[Records drawn from a data source]
·····

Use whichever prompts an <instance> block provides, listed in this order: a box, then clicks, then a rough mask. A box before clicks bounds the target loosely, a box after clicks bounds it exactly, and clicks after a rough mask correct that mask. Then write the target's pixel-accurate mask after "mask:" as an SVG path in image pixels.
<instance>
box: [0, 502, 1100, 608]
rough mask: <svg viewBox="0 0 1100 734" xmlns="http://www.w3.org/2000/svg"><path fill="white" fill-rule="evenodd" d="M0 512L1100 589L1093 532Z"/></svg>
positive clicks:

·····

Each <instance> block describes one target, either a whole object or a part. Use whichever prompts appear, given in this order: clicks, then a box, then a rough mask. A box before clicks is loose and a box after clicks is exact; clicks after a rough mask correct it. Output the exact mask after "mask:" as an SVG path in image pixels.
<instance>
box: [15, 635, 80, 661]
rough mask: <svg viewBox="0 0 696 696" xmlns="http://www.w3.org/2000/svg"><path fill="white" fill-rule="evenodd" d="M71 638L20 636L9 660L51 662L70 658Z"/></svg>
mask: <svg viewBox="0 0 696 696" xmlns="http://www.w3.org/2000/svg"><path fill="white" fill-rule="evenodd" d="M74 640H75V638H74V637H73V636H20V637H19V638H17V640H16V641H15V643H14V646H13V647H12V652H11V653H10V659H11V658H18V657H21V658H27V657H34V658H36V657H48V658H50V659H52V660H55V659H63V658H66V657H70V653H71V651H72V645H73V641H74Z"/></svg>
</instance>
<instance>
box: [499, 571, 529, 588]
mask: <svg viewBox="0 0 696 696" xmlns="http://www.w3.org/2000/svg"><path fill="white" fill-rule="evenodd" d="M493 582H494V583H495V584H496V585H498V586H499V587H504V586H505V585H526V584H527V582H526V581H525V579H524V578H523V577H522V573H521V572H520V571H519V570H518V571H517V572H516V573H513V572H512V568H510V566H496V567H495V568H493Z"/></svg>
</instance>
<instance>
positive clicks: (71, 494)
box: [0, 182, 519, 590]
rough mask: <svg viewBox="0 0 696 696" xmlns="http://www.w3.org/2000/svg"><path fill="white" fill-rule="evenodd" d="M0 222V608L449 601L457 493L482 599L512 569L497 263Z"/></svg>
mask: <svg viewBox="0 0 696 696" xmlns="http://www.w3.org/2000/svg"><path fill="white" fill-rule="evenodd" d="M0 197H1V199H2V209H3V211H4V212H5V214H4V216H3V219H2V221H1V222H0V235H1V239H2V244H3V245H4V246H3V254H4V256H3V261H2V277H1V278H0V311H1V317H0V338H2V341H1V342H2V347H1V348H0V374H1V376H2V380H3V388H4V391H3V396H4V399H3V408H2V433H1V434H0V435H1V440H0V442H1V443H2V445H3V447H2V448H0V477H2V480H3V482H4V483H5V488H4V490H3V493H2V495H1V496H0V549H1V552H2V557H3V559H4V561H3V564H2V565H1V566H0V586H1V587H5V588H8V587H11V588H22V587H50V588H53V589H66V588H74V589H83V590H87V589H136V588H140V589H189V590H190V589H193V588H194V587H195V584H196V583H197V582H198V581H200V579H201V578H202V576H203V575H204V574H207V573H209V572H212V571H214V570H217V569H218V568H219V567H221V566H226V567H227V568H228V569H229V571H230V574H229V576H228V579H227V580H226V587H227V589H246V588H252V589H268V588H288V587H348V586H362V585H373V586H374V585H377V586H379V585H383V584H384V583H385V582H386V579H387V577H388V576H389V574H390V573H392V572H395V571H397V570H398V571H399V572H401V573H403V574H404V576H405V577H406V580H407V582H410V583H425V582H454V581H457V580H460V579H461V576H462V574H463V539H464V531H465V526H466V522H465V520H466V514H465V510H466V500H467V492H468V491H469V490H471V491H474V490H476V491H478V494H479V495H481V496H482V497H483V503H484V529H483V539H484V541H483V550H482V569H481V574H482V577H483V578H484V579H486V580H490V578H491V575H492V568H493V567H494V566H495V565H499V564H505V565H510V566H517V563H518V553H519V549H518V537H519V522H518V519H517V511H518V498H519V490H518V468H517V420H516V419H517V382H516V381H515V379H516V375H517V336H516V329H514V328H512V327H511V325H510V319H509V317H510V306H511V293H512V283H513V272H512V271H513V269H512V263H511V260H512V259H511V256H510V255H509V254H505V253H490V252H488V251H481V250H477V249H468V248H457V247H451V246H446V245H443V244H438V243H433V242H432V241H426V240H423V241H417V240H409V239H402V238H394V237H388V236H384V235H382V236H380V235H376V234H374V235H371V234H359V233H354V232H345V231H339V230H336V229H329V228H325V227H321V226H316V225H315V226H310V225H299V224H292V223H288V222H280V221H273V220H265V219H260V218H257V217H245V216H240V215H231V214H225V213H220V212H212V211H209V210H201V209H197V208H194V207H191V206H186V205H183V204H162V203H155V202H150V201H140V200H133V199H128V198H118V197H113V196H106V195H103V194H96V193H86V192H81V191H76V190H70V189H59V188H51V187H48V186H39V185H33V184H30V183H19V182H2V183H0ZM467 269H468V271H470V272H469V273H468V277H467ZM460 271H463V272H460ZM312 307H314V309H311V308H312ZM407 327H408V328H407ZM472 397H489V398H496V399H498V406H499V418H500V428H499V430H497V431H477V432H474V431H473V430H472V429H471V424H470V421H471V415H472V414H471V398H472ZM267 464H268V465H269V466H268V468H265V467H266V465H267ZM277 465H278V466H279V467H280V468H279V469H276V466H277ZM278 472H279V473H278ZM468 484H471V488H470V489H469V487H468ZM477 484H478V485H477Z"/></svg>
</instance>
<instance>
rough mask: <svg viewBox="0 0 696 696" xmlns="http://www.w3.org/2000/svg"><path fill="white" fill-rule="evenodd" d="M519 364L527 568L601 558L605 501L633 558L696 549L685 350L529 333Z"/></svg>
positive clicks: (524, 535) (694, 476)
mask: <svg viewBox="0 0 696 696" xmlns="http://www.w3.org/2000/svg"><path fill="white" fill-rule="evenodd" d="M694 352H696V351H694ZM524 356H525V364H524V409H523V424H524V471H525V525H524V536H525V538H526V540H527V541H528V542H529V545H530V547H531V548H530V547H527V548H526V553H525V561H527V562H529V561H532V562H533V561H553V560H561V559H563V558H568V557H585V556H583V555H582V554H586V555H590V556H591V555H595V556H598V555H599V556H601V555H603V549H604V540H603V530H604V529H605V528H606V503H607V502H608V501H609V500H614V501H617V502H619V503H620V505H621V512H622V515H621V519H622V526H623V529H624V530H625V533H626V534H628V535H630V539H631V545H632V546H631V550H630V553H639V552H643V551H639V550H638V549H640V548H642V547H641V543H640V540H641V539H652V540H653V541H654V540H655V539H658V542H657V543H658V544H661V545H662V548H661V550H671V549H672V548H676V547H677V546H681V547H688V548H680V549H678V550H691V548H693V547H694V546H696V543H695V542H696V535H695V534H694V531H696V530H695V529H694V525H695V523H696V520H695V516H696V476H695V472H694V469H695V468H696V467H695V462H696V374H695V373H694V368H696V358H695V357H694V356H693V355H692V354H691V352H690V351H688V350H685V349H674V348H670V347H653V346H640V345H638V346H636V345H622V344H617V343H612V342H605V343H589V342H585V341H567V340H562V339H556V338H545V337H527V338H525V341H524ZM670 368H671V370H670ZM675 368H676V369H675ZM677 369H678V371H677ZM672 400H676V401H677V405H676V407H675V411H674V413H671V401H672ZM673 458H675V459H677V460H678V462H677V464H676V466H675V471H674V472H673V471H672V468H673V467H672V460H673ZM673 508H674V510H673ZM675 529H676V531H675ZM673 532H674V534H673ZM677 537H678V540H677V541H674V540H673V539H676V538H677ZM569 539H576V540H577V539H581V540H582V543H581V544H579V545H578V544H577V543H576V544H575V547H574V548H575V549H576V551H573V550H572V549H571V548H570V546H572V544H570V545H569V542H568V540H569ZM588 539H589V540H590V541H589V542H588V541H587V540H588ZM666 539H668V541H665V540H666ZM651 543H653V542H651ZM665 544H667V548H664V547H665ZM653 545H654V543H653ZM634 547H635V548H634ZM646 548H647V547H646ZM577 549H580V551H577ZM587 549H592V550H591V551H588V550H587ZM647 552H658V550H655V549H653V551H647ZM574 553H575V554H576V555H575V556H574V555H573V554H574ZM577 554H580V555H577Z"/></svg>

·····

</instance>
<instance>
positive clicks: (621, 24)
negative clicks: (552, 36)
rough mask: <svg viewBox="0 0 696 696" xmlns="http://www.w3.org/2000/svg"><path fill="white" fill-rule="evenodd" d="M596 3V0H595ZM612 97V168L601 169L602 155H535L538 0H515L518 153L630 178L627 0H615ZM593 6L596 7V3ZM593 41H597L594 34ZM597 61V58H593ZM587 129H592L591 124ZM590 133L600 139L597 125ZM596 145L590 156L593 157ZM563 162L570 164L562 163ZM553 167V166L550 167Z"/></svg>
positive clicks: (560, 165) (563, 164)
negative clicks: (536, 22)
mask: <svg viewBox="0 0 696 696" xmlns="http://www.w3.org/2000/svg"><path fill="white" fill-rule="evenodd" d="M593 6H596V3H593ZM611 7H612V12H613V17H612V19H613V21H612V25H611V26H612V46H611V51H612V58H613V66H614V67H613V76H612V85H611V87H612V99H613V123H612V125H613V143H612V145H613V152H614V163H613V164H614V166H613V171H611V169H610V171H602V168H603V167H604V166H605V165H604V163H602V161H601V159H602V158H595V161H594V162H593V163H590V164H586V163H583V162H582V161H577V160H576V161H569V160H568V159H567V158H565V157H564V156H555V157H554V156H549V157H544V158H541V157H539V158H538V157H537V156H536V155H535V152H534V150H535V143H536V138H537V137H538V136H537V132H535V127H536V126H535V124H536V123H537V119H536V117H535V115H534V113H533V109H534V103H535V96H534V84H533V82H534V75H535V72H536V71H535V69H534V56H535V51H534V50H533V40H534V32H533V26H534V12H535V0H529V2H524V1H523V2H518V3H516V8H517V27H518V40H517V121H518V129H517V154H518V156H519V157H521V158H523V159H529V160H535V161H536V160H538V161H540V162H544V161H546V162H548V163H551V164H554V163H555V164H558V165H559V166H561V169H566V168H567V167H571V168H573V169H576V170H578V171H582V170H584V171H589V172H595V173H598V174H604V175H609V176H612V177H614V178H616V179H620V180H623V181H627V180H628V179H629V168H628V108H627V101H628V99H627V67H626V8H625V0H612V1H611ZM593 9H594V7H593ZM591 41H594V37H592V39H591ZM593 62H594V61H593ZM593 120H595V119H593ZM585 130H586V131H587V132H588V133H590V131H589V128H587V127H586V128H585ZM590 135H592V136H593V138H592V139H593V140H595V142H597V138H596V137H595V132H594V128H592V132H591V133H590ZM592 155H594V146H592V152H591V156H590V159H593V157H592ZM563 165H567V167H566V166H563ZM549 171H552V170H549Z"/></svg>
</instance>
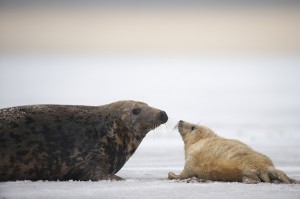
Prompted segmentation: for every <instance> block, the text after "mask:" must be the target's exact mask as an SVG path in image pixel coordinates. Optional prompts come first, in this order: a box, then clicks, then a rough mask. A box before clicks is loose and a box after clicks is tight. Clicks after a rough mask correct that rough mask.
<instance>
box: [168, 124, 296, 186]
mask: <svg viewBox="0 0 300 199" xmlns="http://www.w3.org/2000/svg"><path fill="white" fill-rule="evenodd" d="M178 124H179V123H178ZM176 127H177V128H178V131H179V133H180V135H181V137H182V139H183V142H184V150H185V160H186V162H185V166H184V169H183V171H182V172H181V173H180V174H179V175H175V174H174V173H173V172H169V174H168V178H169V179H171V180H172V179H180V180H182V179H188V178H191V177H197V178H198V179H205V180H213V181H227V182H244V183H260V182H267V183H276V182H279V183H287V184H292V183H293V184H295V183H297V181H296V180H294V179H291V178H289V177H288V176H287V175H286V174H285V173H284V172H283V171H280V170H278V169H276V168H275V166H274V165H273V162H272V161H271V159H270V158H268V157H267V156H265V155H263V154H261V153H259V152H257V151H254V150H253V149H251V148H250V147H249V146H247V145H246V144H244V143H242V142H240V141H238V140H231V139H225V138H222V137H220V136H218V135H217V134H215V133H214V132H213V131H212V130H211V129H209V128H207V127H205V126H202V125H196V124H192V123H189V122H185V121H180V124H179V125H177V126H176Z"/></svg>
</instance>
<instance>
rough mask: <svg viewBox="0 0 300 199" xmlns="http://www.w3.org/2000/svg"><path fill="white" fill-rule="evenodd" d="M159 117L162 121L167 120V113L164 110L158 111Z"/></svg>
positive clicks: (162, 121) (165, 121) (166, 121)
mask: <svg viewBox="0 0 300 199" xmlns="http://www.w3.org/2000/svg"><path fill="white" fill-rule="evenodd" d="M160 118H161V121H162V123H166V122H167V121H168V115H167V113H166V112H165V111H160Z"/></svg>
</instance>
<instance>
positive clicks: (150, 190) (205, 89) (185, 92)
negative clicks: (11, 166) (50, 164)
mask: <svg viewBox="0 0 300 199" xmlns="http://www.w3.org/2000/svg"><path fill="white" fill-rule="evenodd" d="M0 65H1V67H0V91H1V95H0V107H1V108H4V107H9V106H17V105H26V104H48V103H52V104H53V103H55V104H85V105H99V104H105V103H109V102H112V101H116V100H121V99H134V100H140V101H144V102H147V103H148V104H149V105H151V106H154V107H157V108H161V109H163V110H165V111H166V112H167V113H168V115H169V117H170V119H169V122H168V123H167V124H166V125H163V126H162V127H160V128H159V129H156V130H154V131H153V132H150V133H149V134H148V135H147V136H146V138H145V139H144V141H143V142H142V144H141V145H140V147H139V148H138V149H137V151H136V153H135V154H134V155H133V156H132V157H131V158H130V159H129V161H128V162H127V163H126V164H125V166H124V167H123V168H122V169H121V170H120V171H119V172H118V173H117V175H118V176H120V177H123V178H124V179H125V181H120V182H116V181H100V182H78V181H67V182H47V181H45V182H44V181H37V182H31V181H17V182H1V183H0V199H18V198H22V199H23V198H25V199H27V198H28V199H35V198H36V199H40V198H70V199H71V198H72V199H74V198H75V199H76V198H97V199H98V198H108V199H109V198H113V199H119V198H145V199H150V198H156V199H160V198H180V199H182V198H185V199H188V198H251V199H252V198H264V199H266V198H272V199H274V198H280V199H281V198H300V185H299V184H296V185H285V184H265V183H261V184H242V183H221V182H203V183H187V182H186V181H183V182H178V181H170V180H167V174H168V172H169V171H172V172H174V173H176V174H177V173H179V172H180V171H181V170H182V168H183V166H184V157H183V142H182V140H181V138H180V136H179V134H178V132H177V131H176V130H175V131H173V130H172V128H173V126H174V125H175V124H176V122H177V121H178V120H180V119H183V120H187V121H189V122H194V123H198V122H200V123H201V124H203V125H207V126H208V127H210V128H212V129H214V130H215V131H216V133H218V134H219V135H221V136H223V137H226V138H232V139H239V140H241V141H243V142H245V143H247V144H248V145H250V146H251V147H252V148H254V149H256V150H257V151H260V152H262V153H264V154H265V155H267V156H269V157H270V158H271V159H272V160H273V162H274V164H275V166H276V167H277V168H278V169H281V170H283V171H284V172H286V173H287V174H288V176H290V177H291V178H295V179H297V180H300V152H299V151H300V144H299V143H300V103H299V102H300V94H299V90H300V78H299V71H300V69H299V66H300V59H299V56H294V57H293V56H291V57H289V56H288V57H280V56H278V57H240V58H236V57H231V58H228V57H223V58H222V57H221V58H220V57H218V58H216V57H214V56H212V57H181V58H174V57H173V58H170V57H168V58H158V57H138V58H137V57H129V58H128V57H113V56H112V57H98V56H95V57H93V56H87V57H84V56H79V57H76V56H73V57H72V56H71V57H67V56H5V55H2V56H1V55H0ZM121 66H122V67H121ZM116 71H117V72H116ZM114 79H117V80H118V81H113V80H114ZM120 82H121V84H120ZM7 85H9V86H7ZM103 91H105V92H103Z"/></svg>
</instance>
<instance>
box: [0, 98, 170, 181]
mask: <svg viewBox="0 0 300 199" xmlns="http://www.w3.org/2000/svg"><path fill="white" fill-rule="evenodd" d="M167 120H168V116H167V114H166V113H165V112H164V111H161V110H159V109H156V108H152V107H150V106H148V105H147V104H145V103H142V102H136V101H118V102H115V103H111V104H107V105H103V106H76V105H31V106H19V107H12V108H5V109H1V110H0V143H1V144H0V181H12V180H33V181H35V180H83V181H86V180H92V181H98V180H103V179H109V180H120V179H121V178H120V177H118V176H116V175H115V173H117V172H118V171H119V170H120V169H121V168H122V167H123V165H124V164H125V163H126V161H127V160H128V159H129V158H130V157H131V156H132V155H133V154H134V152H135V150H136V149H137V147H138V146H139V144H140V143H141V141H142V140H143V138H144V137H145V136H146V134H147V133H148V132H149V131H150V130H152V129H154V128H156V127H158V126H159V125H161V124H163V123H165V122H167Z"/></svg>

·····

From the listing above, pull out every line that contains the word "positive" and reproduce each one unchanged.

### FINISHED EXERCISE
positive clicks:
positive clicks: (71, 494)
positive clicks: (524, 535) (694, 476)
positive clicks: (621, 24)
positive clicks: (560, 165) (563, 164)
positive clicks: (162, 121) (165, 121) (166, 121)
positive clicks: (150, 190) (205, 89) (185, 92)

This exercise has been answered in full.